ЗАДАНИЯ>
1. Выпишите из текста о книге Ревзина фрагмент без изменений, начиная со слов «Вскоре в издательстве» и далее вплоть до слов «последних двадцати лет?».
2. Передайте суть текста о книге Ревзина в двух предложениях.

ТЕКСТ>
○ ○ ○ ○ ○ ○ ○
Великолепная двадцатка

26.06.2013, 12:56
posted in

Revzin cover

Фрагмент из новой книги Григория Ревзина о том, что такое архитектура Москвы — и зачем она была.


 

Вскоре в издательстве Strelka Press выходят очередные три электронные книги: «Русский ордер» Максима Трудолюбова, «Как устроена Россия» Владимира Каганского и «Великолепная двадцатка» Григория Ревзина. Сегодня мы публикуем небольшой отрывок из последней – о том, почему архитектура постоянно «умирает», как время вчитывает смысл в его кажущееся отсутствие и в чем был исторический смысл нашего существования на протяжении последних двадцати лет?

* * *

Оставим глобальное соревнование архитектурных школ, попробуем взглянуть на дело с более философской точки зрения. Что нам удалось сказать, что мы выразили?
○ ○ ○ ○ ○ ○ ○
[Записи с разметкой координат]
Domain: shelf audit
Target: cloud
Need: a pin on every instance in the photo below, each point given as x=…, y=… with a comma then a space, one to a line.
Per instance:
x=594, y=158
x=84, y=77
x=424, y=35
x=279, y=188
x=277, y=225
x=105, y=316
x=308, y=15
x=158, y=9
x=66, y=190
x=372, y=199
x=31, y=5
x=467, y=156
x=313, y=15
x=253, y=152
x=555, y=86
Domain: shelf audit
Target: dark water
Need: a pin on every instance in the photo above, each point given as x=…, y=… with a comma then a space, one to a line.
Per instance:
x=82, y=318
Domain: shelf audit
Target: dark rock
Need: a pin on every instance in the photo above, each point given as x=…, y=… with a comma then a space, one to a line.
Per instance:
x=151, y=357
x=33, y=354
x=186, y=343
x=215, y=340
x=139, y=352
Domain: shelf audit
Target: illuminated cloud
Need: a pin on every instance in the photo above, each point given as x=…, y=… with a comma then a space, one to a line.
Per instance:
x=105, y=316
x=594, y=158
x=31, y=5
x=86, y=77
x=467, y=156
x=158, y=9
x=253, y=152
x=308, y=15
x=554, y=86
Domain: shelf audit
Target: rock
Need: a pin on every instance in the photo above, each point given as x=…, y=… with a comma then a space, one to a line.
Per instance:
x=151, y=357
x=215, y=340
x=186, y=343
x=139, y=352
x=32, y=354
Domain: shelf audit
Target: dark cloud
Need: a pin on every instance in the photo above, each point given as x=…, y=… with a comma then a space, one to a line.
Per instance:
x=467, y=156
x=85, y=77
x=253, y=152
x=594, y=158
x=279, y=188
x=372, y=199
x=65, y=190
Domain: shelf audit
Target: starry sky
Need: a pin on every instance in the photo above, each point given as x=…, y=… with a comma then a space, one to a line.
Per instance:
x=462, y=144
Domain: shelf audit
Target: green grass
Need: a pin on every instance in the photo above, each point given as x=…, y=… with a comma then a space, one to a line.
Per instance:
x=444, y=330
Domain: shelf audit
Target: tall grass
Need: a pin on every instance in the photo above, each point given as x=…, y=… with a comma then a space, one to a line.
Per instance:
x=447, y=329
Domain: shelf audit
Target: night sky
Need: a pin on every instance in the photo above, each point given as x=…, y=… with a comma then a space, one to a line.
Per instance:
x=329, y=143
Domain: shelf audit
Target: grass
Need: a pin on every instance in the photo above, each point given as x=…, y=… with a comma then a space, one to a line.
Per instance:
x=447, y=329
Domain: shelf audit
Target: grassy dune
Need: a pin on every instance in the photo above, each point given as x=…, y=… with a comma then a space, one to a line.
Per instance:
○ ○ ○ ○ ○ ○ ○
РАЗОБРАННЫЕ ЗАДАЧИ>
1.
Вскоре в издательстве Strelka Press выходят очередные три электронные книги: «Русский ордер» Максима Трудолюбова, «Как устроена Россия» Владимира Каганского и «Великолепная двадцатка» Григория Ревзина. Сегодня мы публикуем небольшой отрывок из последней – о том, почему архитектура постоянно «умирает», как время вчитывает смысл в его кажущееся отсутствие и в чем был исторический смысл нашего существования на протяжении последних двадцати лет?

2. Издательство Strelka Press вскоре выпустит три электронные книги: «Русский ордер» Максима Трудолюбова, «Как устроена Россия» Владимира Каганского и «Великолепная двадцатка» Григория Ревзина. Публикуется небольшой отрывок из книги Ревзина об архитектуре Москвы: о том, почему архитектура постоянно «умирает» и в чём был исторический смысл последних двадцати лет.